**Extracted text:**

• • • •

CHINA NOW ROUTE OF CHOICE FOR TRAFFICKERS

CHINA has become the most important trafficking route for illegal drugs in the Asia-Pacific region and may have as many as 12 million drug addicts. 

A report commissioned by the Australian National Council on Drugs, to be made public in Sydney tomorrow, says Burma is the region's main producer of opium, heroin and amphetamine-type drugs, and that most heroin produced there is now trafficked through China, rather than through Thailand, as previously. 

The Burma-China route has been joined by new routes from Afghanistan - - the world's biggest opium producer - into western China, particularly through the Xinjiang autonomous region. 

Burma, one of the world's biggest producers of amphetamines, gets most of its precursor chemicals from China, which with India is the biggest supplier of these ingredients. 

The report says China, which can produce an ecstasy tablet for less than eight cents, has also become a big supplier of amphetamines for many Asian and Pacific Rim countries. 

China had more than 1 million registered drug users in 2003 - a 15-fold increase since 1990 - with heroin being the drug of choice, as it is throughout most of Asia. 

However, the Chinese Government acknowledges that the number of drug users is closer to 12 million.  China also has the highest number of injecting drug users, up to 3.5 million The report says the vast scale of illicit drug production and use in the region is challenging for developed countries such as Australia, let alone poor developing ones.  Indonesia, Thailand, Laos and the Philippines all have drug-using populations of 2 million or more, which, given the size of their populations, indicates their problems are as severe as those of China.  The most common users are aged 20 to 35. 

A growing gap between the new rich and the poor is fuelling drug use among two extremes: young people with money and those with nothing.  Ethnic minorities in border areas of countries including China, Thailand, Burma, Vietnam and Papua New Guinea are most at risk.

• • • •

**Exercise aim:** Quote the article on drug trafficking through China word for word, starting at "CHINA NOW ROUTE" and ending at "Thailand, as previously.".

• • • •

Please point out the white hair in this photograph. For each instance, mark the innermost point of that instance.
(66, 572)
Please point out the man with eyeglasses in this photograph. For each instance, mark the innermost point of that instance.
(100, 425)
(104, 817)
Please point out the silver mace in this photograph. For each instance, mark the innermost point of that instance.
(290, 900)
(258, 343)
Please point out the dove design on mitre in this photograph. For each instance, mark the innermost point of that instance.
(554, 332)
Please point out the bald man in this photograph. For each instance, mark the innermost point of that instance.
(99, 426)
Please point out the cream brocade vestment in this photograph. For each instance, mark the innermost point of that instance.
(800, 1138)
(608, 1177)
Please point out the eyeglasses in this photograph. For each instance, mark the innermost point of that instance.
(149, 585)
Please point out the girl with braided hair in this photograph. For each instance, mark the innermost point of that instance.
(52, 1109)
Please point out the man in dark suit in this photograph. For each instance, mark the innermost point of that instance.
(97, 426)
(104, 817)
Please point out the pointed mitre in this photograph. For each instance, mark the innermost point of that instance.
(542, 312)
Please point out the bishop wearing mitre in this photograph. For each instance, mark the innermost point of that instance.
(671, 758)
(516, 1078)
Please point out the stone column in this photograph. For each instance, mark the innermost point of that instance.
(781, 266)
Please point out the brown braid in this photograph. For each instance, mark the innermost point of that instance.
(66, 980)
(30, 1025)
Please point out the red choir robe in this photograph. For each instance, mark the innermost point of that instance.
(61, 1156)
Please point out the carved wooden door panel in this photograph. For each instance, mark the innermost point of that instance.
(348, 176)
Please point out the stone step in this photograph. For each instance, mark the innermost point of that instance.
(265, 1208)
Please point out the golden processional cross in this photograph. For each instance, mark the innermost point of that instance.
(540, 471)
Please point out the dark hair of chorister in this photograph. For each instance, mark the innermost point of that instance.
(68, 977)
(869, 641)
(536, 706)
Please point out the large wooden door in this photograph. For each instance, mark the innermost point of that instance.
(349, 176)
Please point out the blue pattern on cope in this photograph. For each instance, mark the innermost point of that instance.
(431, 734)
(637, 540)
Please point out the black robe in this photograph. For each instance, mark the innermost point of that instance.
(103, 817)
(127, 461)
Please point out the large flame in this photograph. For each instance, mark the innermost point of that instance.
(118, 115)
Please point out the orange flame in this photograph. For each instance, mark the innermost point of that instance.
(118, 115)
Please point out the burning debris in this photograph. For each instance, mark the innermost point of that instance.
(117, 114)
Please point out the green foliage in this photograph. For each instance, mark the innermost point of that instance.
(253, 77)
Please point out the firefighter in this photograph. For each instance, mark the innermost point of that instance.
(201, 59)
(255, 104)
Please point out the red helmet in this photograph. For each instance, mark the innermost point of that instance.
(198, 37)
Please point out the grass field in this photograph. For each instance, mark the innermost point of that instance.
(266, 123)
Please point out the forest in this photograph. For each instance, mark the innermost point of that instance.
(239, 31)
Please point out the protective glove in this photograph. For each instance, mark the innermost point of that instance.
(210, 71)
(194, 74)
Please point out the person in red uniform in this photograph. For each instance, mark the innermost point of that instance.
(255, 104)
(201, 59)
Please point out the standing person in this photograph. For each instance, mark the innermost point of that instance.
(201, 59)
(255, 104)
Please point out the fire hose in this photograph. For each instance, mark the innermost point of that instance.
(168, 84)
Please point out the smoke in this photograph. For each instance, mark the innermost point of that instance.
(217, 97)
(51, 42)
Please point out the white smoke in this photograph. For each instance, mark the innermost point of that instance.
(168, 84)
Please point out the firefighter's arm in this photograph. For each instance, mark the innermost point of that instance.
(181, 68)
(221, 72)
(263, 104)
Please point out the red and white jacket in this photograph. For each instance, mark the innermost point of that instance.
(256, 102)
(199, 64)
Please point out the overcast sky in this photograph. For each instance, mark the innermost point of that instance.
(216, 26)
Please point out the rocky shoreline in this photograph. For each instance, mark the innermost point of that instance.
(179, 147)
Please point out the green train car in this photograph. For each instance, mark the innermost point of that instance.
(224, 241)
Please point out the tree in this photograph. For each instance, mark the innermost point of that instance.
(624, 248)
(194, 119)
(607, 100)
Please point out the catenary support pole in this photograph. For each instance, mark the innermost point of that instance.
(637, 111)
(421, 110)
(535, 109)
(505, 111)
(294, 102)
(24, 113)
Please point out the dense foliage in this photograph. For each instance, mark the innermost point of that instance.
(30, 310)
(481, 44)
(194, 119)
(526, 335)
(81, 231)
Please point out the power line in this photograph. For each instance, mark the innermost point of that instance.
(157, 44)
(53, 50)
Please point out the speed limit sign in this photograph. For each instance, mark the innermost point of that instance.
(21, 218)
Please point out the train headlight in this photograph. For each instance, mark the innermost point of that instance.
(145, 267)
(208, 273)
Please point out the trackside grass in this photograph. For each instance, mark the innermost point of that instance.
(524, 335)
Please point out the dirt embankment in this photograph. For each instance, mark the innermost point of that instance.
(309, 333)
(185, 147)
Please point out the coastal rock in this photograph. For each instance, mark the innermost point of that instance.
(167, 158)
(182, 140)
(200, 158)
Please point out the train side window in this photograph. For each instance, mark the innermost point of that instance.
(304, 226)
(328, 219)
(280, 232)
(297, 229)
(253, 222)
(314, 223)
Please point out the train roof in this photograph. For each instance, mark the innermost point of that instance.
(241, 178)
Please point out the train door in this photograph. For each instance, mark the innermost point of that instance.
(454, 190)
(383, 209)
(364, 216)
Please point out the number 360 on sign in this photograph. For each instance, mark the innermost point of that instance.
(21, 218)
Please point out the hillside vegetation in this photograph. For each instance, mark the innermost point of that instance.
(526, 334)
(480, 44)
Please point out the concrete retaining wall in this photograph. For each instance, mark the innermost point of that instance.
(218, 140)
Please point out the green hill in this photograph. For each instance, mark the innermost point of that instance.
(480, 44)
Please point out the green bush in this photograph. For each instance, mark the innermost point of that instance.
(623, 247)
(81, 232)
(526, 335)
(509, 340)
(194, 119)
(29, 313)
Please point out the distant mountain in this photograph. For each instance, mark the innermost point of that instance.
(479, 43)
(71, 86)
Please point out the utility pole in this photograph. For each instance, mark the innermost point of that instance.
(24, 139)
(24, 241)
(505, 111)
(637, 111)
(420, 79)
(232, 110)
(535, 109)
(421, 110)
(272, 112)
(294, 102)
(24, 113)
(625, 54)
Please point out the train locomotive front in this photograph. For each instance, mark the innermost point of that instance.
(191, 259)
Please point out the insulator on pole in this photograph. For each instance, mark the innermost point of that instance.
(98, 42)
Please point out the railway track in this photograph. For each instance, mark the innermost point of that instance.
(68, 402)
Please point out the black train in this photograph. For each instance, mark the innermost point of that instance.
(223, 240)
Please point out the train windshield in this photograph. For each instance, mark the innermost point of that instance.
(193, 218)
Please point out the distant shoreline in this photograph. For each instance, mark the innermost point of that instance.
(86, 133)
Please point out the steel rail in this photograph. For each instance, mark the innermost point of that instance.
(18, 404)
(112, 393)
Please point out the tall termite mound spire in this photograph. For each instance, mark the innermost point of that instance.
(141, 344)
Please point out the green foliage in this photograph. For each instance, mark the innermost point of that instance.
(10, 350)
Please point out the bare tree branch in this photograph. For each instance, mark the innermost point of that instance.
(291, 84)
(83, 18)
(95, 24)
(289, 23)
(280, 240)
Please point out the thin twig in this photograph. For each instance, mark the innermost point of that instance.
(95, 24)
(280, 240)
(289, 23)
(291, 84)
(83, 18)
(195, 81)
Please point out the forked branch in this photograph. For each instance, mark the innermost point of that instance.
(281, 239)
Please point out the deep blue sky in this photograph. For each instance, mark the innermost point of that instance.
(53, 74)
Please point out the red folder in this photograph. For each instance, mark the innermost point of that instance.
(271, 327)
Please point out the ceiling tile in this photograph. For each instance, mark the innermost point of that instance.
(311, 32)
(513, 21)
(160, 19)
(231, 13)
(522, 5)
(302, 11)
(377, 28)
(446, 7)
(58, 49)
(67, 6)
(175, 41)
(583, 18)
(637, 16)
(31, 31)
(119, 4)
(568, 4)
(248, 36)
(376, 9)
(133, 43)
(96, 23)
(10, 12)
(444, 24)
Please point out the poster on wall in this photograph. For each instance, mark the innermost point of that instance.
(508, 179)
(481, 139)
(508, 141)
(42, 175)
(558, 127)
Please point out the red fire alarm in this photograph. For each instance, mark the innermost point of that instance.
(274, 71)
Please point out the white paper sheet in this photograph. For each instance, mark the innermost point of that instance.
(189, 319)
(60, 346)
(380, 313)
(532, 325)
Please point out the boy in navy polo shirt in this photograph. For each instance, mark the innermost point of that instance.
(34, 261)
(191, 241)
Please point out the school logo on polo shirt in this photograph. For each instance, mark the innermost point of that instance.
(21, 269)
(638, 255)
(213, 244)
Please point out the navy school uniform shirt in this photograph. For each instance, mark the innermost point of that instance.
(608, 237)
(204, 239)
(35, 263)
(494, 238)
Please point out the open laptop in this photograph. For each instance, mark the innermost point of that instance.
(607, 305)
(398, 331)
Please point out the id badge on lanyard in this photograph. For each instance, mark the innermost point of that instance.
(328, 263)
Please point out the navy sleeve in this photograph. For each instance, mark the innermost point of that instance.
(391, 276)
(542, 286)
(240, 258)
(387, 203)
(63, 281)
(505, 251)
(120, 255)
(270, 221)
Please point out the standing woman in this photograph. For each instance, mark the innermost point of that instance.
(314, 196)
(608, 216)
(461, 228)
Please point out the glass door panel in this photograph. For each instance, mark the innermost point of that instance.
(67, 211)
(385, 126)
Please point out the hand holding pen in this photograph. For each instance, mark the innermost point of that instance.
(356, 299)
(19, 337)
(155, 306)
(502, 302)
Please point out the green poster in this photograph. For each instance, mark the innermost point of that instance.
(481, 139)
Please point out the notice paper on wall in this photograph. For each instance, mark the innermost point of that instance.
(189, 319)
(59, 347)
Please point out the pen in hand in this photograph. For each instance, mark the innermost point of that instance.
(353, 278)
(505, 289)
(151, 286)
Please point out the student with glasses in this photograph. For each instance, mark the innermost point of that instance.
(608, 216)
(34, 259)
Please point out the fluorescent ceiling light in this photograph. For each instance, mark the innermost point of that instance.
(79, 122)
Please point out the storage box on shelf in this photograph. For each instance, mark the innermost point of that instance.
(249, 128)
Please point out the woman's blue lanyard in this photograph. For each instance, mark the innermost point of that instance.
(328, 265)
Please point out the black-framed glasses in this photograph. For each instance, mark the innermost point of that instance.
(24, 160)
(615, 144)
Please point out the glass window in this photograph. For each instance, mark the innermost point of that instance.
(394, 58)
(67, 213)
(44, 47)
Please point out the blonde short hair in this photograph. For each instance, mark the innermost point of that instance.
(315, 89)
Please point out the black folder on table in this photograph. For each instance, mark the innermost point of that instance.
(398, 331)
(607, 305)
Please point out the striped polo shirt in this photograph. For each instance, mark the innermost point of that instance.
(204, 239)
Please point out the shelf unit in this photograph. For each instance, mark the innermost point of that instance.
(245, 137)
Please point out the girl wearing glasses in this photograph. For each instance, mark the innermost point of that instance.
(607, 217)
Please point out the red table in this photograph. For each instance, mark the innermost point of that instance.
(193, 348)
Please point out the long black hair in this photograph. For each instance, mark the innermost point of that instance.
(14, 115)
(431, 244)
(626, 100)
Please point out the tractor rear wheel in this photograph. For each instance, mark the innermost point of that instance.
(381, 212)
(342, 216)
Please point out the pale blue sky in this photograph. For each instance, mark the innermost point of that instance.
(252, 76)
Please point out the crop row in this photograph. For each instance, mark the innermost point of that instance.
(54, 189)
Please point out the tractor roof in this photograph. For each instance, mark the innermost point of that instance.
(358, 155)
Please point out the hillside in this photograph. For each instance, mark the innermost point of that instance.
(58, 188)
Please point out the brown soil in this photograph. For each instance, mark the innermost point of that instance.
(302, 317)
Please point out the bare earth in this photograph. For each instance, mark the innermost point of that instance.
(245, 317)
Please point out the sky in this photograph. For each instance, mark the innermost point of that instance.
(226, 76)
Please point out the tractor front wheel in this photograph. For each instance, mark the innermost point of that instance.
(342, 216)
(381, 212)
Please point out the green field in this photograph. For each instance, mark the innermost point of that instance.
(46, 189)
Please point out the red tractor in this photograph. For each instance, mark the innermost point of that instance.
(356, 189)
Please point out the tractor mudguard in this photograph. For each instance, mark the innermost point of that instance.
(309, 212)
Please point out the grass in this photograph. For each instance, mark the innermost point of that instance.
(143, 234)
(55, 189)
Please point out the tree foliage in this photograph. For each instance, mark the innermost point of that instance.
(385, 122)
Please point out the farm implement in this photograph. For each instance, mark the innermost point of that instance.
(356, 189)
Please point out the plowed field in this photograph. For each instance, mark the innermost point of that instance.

• • • •

**Your response:**
CHINA NOW ROUTE OF CHOICE FOR TRAFFICKERS

CHINA has become the most important trafficking route for illegal drugs in the Asia-Pacific region and may have as many as 12 million drug addicts. 

A report commissioned by the Australian National Council on Drugs, to be made public in Sydney tomorrow, says Burma is the region's main producer of opium, heroin and amphetamine-type drugs, and that most heroin produced there is now trafficked through China, rather than through Thailand, as previously.